**WORK REQUIRED:** All of the entries are to be repeated exactly, with no pictures included.

**DATA IN THIS EXERCISE:**
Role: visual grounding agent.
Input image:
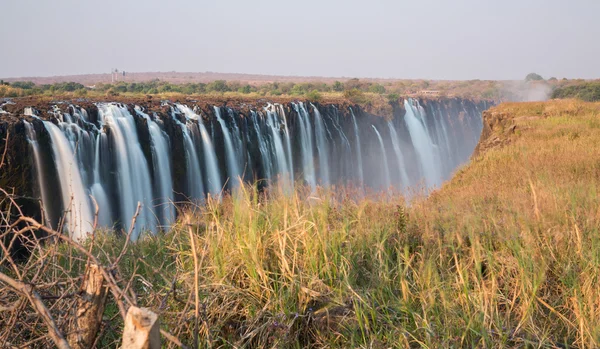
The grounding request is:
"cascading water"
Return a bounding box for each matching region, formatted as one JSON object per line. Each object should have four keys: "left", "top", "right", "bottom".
{"left": 214, "top": 106, "right": 241, "bottom": 188}
{"left": 312, "top": 104, "right": 330, "bottom": 186}
{"left": 98, "top": 104, "right": 156, "bottom": 238}
{"left": 329, "top": 107, "right": 353, "bottom": 182}
{"left": 265, "top": 104, "right": 292, "bottom": 191}
{"left": 387, "top": 121, "right": 410, "bottom": 188}
{"left": 278, "top": 104, "right": 294, "bottom": 186}
{"left": 403, "top": 99, "right": 442, "bottom": 188}
{"left": 250, "top": 111, "right": 273, "bottom": 183}
{"left": 350, "top": 108, "right": 364, "bottom": 185}
{"left": 23, "top": 121, "right": 51, "bottom": 224}
{"left": 294, "top": 103, "right": 317, "bottom": 190}
{"left": 177, "top": 105, "right": 222, "bottom": 196}
{"left": 15, "top": 98, "right": 488, "bottom": 239}
{"left": 135, "top": 107, "right": 175, "bottom": 227}
{"left": 372, "top": 125, "right": 391, "bottom": 190}
{"left": 43, "top": 121, "right": 94, "bottom": 240}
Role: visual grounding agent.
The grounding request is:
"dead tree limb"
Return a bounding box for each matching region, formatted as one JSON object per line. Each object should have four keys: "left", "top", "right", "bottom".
{"left": 0, "top": 271, "right": 71, "bottom": 349}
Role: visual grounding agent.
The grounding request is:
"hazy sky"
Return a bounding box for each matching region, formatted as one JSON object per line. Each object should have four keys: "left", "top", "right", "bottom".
{"left": 1, "top": 0, "right": 599, "bottom": 80}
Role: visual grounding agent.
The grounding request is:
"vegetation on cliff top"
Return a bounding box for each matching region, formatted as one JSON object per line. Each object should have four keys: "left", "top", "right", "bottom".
{"left": 2, "top": 76, "right": 585, "bottom": 102}
{"left": 551, "top": 80, "right": 600, "bottom": 102}
{"left": 2, "top": 99, "right": 600, "bottom": 347}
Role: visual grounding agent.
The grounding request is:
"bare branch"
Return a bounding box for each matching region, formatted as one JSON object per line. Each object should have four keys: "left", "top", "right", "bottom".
{"left": 0, "top": 271, "right": 71, "bottom": 349}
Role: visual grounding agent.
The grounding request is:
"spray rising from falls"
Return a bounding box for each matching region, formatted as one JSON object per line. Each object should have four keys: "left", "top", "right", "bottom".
{"left": 19, "top": 98, "right": 487, "bottom": 239}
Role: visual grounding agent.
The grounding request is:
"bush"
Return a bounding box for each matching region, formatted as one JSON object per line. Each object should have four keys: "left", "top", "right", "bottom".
{"left": 333, "top": 81, "right": 344, "bottom": 92}
{"left": 239, "top": 85, "right": 252, "bottom": 94}
{"left": 386, "top": 93, "right": 399, "bottom": 103}
{"left": 344, "top": 88, "right": 368, "bottom": 104}
{"left": 207, "top": 80, "right": 229, "bottom": 93}
{"left": 74, "top": 88, "right": 88, "bottom": 97}
{"left": 305, "top": 89, "right": 322, "bottom": 102}
{"left": 368, "top": 84, "right": 386, "bottom": 94}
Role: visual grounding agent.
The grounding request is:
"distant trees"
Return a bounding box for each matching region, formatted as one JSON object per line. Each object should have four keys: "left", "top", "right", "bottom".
{"left": 525, "top": 73, "right": 544, "bottom": 82}
{"left": 207, "top": 80, "right": 229, "bottom": 92}
{"left": 0, "top": 77, "right": 517, "bottom": 101}
{"left": 551, "top": 81, "right": 600, "bottom": 102}
{"left": 10, "top": 81, "right": 35, "bottom": 89}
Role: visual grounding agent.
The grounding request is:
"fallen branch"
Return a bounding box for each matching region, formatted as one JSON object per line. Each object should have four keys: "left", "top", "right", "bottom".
{"left": 0, "top": 271, "right": 71, "bottom": 349}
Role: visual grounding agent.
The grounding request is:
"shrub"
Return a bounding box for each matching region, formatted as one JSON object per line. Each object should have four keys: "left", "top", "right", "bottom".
{"left": 386, "top": 93, "right": 399, "bottom": 103}
{"left": 344, "top": 88, "right": 368, "bottom": 104}
{"left": 207, "top": 80, "right": 229, "bottom": 93}
{"left": 74, "top": 88, "right": 88, "bottom": 97}
{"left": 368, "top": 84, "right": 386, "bottom": 94}
{"left": 305, "top": 89, "right": 322, "bottom": 102}
{"left": 333, "top": 81, "right": 344, "bottom": 92}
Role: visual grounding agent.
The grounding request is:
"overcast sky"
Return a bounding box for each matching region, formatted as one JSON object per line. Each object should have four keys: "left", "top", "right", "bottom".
{"left": 1, "top": 0, "right": 599, "bottom": 80}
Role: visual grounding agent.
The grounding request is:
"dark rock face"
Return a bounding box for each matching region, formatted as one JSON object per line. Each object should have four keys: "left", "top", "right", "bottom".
{"left": 0, "top": 97, "right": 491, "bottom": 240}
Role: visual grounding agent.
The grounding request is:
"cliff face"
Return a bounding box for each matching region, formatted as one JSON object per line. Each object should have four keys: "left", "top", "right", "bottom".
{"left": 472, "top": 108, "right": 518, "bottom": 158}
{"left": 0, "top": 96, "right": 490, "bottom": 237}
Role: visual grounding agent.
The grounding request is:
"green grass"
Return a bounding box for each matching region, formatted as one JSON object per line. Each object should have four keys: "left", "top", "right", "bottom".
{"left": 3, "top": 99, "right": 600, "bottom": 348}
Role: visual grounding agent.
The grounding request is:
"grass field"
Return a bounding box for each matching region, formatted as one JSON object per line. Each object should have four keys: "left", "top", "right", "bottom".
{"left": 2, "top": 99, "right": 600, "bottom": 348}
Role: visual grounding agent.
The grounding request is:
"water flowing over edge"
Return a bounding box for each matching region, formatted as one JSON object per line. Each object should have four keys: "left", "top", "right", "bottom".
{"left": 18, "top": 98, "right": 487, "bottom": 239}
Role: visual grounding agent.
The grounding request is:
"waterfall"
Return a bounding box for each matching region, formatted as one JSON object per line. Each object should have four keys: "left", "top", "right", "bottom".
{"left": 265, "top": 105, "right": 291, "bottom": 190}
{"left": 278, "top": 104, "right": 294, "bottom": 186}
{"left": 329, "top": 108, "right": 353, "bottom": 182}
{"left": 350, "top": 108, "right": 364, "bottom": 185}
{"left": 403, "top": 99, "right": 441, "bottom": 188}
{"left": 23, "top": 121, "right": 51, "bottom": 224}
{"left": 295, "top": 103, "right": 316, "bottom": 190}
{"left": 177, "top": 105, "right": 222, "bottom": 196}
{"left": 387, "top": 121, "right": 410, "bottom": 188}
{"left": 17, "top": 99, "right": 488, "bottom": 239}
{"left": 250, "top": 111, "right": 273, "bottom": 183}
{"left": 434, "top": 105, "right": 454, "bottom": 177}
{"left": 371, "top": 125, "right": 391, "bottom": 190}
{"left": 312, "top": 104, "right": 330, "bottom": 186}
{"left": 214, "top": 106, "right": 241, "bottom": 188}
{"left": 136, "top": 108, "right": 175, "bottom": 227}
{"left": 43, "top": 121, "right": 94, "bottom": 240}
{"left": 98, "top": 104, "right": 156, "bottom": 238}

**ANSWER FOR THE TASK:**
Role: visual grounding agent.
Input image:
The grounding request is:
"cascading water"
Return a bounding box for each matching region, formatted as one JSON object per line. Each object should have four keys: "left", "top", "right", "bottom".
{"left": 214, "top": 106, "right": 241, "bottom": 188}
{"left": 312, "top": 104, "right": 330, "bottom": 186}
{"left": 98, "top": 104, "right": 156, "bottom": 238}
{"left": 329, "top": 107, "right": 353, "bottom": 182}
{"left": 265, "top": 104, "right": 292, "bottom": 191}
{"left": 387, "top": 121, "right": 410, "bottom": 188}
{"left": 278, "top": 104, "right": 294, "bottom": 186}
{"left": 403, "top": 99, "right": 442, "bottom": 188}
{"left": 250, "top": 111, "right": 273, "bottom": 183}
{"left": 350, "top": 108, "right": 364, "bottom": 185}
{"left": 23, "top": 121, "right": 51, "bottom": 224}
{"left": 294, "top": 103, "right": 317, "bottom": 190}
{"left": 177, "top": 105, "right": 222, "bottom": 196}
{"left": 15, "top": 98, "right": 488, "bottom": 239}
{"left": 135, "top": 107, "right": 175, "bottom": 227}
{"left": 372, "top": 125, "right": 391, "bottom": 190}
{"left": 43, "top": 121, "right": 94, "bottom": 240}
Role: visual grounding agent.
The grounding request is:
"dead tree limb"
Return a bounding box for each matching region, formatted as one JSON object per line. Each object should have four keys: "left", "top", "right", "bottom".
{"left": 0, "top": 271, "right": 71, "bottom": 349}
Role: visual grounding agent.
The grounding request is:
"hazy sky"
Return a bounding box for each matching region, formatted as one JSON object per line. Each object should have four keys: "left", "top", "right", "bottom".
{"left": 1, "top": 0, "right": 599, "bottom": 80}
Role: visual grounding agent.
The grounding request is:
"vegetation on cliff top"
Return a bounding box for each matching region, formatted as one JSON object per line. Each object should have four keys: "left", "top", "right", "bottom".
{"left": 2, "top": 76, "right": 585, "bottom": 102}
{"left": 551, "top": 80, "right": 600, "bottom": 102}
{"left": 2, "top": 99, "right": 600, "bottom": 347}
Role: visual grounding agent.
The grounding request is:
"bare branch"
Return a bounding box for each matching region, formatted as one JSON object per line. Each object should have four keys: "left", "top", "right", "bottom".
{"left": 0, "top": 271, "right": 71, "bottom": 349}
Role: visual grounding agent.
The grounding request is:
"spray rising from falls"
Return a bounding box for each matching region, formatted as one JSON object per line. Each object should have four keys: "left", "top", "right", "bottom".
{"left": 19, "top": 98, "right": 487, "bottom": 239}
Role: visual grounding agent.
The grounding request is:
"bush"
Return a bounding box for each matching region, formatted as one JSON object per line. Each object should have four keys: "left", "top", "right", "bottom".
{"left": 333, "top": 81, "right": 344, "bottom": 92}
{"left": 239, "top": 85, "right": 252, "bottom": 94}
{"left": 386, "top": 93, "right": 399, "bottom": 103}
{"left": 344, "top": 88, "right": 368, "bottom": 104}
{"left": 207, "top": 80, "right": 229, "bottom": 93}
{"left": 74, "top": 88, "right": 88, "bottom": 97}
{"left": 305, "top": 89, "right": 322, "bottom": 102}
{"left": 368, "top": 84, "right": 386, "bottom": 94}
Role: visual grounding agent.
The grounding request is:
"distant trees"
Return a bounding box for each matching region, formatted as one JSON object per line. Each object should have four keys: "left", "top", "right", "bottom".
{"left": 525, "top": 73, "right": 544, "bottom": 82}
{"left": 207, "top": 80, "right": 229, "bottom": 92}
{"left": 0, "top": 77, "right": 517, "bottom": 101}
{"left": 551, "top": 81, "right": 600, "bottom": 102}
{"left": 10, "top": 81, "right": 35, "bottom": 89}
Role: visual grounding agent.
The grounding request is:
"fallen branch"
Return a bounding box for each matching region, formatted as one JSON object per line. Each object should have four keys: "left", "top", "right", "bottom".
{"left": 0, "top": 271, "right": 71, "bottom": 349}
Role: visual grounding agent.
The grounding request is:
"shrub"
Return a bounding box for each matching region, formatted as one JSON object per line. Each object should have four keys: "left", "top", "right", "bottom".
{"left": 386, "top": 93, "right": 399, "bottom": 103}
{"left": 344, "top": 88, "right": 368, "bottom": 104}
{"left": 207, "top": 80, "right": 229, "bottom": 93}
{"left": 74, "top": 88, "right": 88, "bottom": 97}
{"left": 368, "top": 84, "right": 386, "bottom": 94}
{"left": 305, "top": 89, "right": 322, "bottom": 102}
{"left": 333, "top": 81, "right": 344, "bottom": 92}
Role: visual grounding agent.
The grounding request is:
"overcast sky"
Return a bounding box for each matching region, formatted as one JSON object per line. Each object should have four keys: "left", "top", "right", "bottom".
{"left": 1, "top": 0, "right": 599, "bottom": 80}
Role: visual grounding agent.
The grounding request is:
"dark rock face"
Return a bounding box for each matching region, formatted as one JSON object per line. Each object should have four keys: "left", "top", "right", "bottom".
{"left": 0, "top": 97, "right": 491, "bottom": 240}
Role: visual grounding agent.
The grounding request is:
"cliff face"
Return a bounding box for each matching region, formatted as one JSON object per line. Each object should have four keys: "left", "top", "right", "bottom".
{"left": 472, "top": 108, "right": 518, "bottom": 158}
{"left": 0, "top": 96, "right": 490, "bottom": 237}
Role: visual grounding agent.
The grounding request is:
"green grass"
Return a bounding box for each matching region, formatted as one JSON object per line. Each object should have four keys: "left", "top", "right", "bottom".
{"left": 3, "top": 99, "right": 600, "bottom": 348}
Role: visual grounding agent.
The grounding request is:
"grass field"
Return a bounding box for each matching region, formatted as one JSON object per line. Each object should have four keys: "left", "top", "right", "bottom".
{"left": 2, "top": 99, "right": 600, "bottom": 348}
Role: visual grounding agent.
The grounding request is:
"water flowing over edge"
Return a bounding box for each matching region, formatted as one JSON object per line. Each object should have four keys: "left", "top", "right", "bottom".
{"left": 18, "top": 98, "right": 487, "bottom": 239}
Role: visual grounding agent.
The grounding request is:
"waterfall"
Return a bounding box for each matching region, formatted as one JSON object per line. Each object should have four keys: "left", "top", "right", "bottom".
{"left": 265, "top": 105, "right": 291, "bottom": 190}
{"left": 278, "top": 104, "right": 294, "bottom": 186}
{"left": 329, "top": 108, "right": 353, "bottom": 182}
{"left": 350, "top": 108, "right": 364, "bottom": 185}
{"left": 403, "top": 99, "right": 441, "bottom": 188}
{"left": 23, "top": 121, "right": 51, "bottom": 224}
{"left": 295, "top": 103, "right": 316, "bottom": 190}
{"left": 177, "top": 105, "right": 222, "bottom": 196}
{"left": 387, "top": 121, "right": 410, "bottom": 188}
{"left": 17, "top": 99, "right": 488, "bottom": 239}
{"left": 250, "top": 111, "right": 273, "bottom": 183}
{"left": 434, "top": 105, "right": 454, "bottom": 177}
{"left": 371, "top": 125, "right": 391, "bottom": 190}
{"left": 312, "top": 104, "right": 330, "bottom": 186}
{"left": 214, "top": 106, "right": 241, "bottom": 188}
{"left": 136, "top": 108, "right": 175, "bottom": 227}
{"left": 43, "top": 121, "right": 94, "bottom": 240}
{"left": 98, "top": 104, "right": 156, "bottom": 238}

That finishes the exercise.